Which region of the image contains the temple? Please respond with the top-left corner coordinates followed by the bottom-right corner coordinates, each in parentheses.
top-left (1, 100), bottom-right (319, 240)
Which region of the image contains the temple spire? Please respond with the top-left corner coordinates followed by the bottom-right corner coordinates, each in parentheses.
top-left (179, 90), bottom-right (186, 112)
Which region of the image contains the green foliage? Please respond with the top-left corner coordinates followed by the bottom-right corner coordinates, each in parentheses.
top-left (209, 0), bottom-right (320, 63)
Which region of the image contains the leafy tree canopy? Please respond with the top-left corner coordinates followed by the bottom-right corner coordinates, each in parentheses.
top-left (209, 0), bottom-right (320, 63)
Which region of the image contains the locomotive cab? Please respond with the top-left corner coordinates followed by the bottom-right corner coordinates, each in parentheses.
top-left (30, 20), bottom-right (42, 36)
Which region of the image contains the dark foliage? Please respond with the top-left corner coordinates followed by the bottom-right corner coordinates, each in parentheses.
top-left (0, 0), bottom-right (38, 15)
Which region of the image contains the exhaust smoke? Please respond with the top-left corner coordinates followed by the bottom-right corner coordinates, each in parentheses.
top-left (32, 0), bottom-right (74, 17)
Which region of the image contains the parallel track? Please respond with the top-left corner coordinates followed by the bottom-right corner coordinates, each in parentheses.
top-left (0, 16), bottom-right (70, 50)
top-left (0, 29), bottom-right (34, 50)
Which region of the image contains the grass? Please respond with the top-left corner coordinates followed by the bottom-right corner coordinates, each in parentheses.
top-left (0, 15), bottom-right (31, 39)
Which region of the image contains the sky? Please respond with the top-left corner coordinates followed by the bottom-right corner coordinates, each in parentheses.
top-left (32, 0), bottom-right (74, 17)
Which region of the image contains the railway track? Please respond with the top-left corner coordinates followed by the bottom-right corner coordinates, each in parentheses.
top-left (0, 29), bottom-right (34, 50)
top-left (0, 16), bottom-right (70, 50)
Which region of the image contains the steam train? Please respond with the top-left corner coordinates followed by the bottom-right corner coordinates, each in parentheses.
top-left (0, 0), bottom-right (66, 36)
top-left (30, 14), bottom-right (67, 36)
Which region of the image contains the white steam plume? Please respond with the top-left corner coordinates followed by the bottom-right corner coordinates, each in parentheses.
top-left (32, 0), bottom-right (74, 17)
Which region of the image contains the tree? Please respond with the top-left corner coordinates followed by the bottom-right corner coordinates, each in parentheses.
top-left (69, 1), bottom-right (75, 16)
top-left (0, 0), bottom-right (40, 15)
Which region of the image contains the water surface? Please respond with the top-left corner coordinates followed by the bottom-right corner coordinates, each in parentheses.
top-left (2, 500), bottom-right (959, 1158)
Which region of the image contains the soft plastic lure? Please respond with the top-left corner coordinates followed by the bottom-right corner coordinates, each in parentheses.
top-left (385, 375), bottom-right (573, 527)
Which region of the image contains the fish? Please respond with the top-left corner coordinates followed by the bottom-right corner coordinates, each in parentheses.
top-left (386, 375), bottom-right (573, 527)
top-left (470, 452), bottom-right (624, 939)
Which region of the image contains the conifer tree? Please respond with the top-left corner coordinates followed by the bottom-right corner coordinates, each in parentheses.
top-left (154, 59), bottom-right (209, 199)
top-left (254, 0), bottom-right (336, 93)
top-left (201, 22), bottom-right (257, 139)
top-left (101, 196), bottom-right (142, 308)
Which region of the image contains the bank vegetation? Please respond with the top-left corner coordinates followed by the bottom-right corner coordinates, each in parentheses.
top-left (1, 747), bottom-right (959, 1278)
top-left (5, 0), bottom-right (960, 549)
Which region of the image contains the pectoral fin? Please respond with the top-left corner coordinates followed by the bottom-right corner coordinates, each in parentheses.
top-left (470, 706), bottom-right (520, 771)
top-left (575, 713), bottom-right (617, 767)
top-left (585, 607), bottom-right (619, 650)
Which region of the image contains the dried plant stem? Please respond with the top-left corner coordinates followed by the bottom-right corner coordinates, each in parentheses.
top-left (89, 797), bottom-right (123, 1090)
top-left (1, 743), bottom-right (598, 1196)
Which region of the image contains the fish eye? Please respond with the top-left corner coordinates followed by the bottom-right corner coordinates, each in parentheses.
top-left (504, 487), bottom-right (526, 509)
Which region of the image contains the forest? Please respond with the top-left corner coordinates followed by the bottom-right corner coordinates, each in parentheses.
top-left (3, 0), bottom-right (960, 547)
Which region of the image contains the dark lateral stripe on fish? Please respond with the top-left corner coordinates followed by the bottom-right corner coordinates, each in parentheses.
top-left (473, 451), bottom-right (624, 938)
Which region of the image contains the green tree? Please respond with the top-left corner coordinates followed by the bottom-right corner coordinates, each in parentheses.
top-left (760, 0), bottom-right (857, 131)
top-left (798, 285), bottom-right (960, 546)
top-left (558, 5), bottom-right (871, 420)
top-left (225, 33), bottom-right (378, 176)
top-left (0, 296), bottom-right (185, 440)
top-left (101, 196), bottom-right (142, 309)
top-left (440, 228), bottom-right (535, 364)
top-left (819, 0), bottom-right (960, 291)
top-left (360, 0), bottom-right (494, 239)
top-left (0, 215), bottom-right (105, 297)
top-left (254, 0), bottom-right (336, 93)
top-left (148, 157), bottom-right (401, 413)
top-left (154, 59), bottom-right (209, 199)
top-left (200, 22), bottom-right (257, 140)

# [DESCRIPTION OF THE TASK]
Each line above is to be restated exactly.

# [TASK SOLUTION]
Which region of the image contains the temple? Please respond with the top-left corner coordinates followed by the bottom-right corner coordinates, each in parentheses.
top-left (1, 100), bottom-right (319, 240)
Which region of the image contains the temple spire? Please respond with the top-left corner coordinates followed by the bottom-right corner coordinates, each in parentheses.
top-left (179, 90), bottom-right (186, 112)
Which region of the image contains the green foliage? Please respond with the top-left corner coordinates followed by the bottom-right corner coordinates, each in parentheses.
top-left (209, 0), bottom-right (320, 63)
Which region of the image contains the leafy tree canopy? Please respond with the top-left corner coordinates followed by the bottom-right corner coordinates, each in parentheses.
top-left (209, 0), bottom-right (320, 63)
Which region of the image contains the locomotive cab? Please respond with the top-left corner coordinates followed by the bottom-right corner coordinates, each in parentheses.
top-left (30, 20), bottom-right (42, 36)
Which region of the image contains the dark foliage? Please respond with the top-left corner coordinates followed by the bottom-right corner coordinates, each in parentheses.
top-left (0, 0), bottom-right (38, 15)
Which region of the image contains the exhaust smoke? Please respond with the top-left corner coordinates followed by the bottom-right corner coordinates, each in parentheses.
top-left (32, 0), bottom-right (74, 17)
Which region of the image contains the parallel track? Please respond with the top-left corner coordinates followed by the bottom-right corner coordinates, each in parentheses.
top-left (0, 16), bottom-right (70, 50)
top-left (0, 29), bottom-right (34, 50)
Which region of the image contains the grass? Please respond with the top-left corner coordinates followed by the bottom-right corner coordinates, each in parentheses.
top-left (0, 15), bottom-right (31, 39)
Which region of the image contains the sky? Please respond with the top-left corner coordinates followed by the bottom-right corner coordinates, each in parentheses.
top-left (32, 0), bottom-right (74, 17)
Which region of the image contains the railway track? Please respond with the top-left corner coordinates followed by the bottom-right corner coordinates, each in parentheses.
top-left (0, 29), bottom-right (34, 50)
top-left (0, 16), bottom-right (70, 50)
Which region of the image contains the steam train? Please respond with the top-left corner coordinates followed by the bottom-right corner coordinates, each in parentheses.
top-left (0, 0), bottom-right (66, 36)
top-left (30, 14), bottom-right (67, 36)
Which region of the image contains the white steam plume? Please respond with the top-left corner coordinates followed by the bottom-right corner coordinates, each in parentheses.
top-left (32, 0), bottom-right (74, 17)
Which region of the image contains the tree? Please respond with the top-left corner coordinates followed by the bottom-right corner coordinates, each in parentheses.
top-left (69, 1), bottom-right (75, 16)
top-left (0, 0), bottom-right (40, 15)
Which region of the image contains the water surface? Please respond with the top-left corner coordinates followed by the bottom-right corner coordinates, each in parentheses.
top-left (2, 500), bottom-right (959, 1158)
Which region of the image contains the soft plastic lure? Please respond with the top-left corner coordinates followed by the bottom-right corner coordinates, each in parentheses.
top-left (385, 375), bottom-right (573, 527)
Which region of the image contains the fish? Please respond with the top-left corner coordinates followed by the bottom-right corner coordinates, each in parentheses.
top-left (386, 375), bottom-right (573, 527)
top-left (470, 452), bottom-right (624, 939)
Which region of the image contains the conifer tree? Please respond with the top-left corner coordinates followed by the bottom-right corner coordinates, each in parentheses.
top-left (154, 59), bottom-right (209, 199)
top-left (254, 0), bottom-right (336, 93)
top-left (201, 22), bottom-right (257, 139)
top-left (101, 196), bottom-right (142, 308)
Which region of the image contains the bank vegetation? Please respond with the top-left corner coordinates followed by the bottom-right corner coordinates, each in parentheses.
top-left (1, 747), bottom-right (959, 1278)
top-left (5, 0), bottom-right (960, 549)
Which region of the image contains the pectoral fin? Please respond with the top-left corner coordinates followed by the bottom-right corner coordinates, each in parentheses.
top-left (470, 706), bottom-right (520, 771)
top-left (575, 713), bottom-right (617, 767)
top-left (585, 607), bottom-right (619, 650)
Which region of the image contains the dried plant stem? Please respond with the top-left corner coordinates followed by the bottom-right corner coordinates, each in parentheses.
top-left (89, 797), bottom-right (123, 1090)
top-left (1, 743), bottom-right (598, 1196)
Which region of the image contains the fish eye? Please respond with the top-left corner coordinates followed by the bottom-right corner coordinates, each in parentheses.
top-left (504, 487), bottom-right (526, 509)
Which region of the image contains the forest? Please respond with the top-left corner coordinates followed by the bottom-right corner coordinates, each in parentheses.
top-left (3, 0), bottom-right (960, 547)
Which region of the image contains the dark lateral stripe on fish? Please respond with the top-left corner coordinates followed by the bottom-right corner coordinates, each in parentheses.
top-left (473, 451), bottom-right (624, 938)
Which region of the image contains the green tree? Please respond with the top-left corner coordinates followed by the bottom-right corner coordinates, each in parentheses.
top-left (760, 0), bottom-right (857, 131)
top-left (798, 285), bottom-right (960, 546)
top-left (558, 5), bottom-right (871, 420)
top-left (225, 33), bottom-right (378, 176)
top-left (0, 296), bottom-right (185, 440)
top-left (101, 196), bottom-right (142, 309)
top-left (440, 228), bottom-right (535, 364)
top-left (819, 0), bottom-right (960, 291)
top-left (360, 0), bottom-right (494, 239)
top-left (0, 215), bottom-right (105, 297)
top-left (254, 0), bottom-right (336, 93)
top-left (148, 157), bottom-right (401, 413)
top-left (154, 59), bottom-right (209, 199)
top-left (200, 22), bottom-right (257, 140)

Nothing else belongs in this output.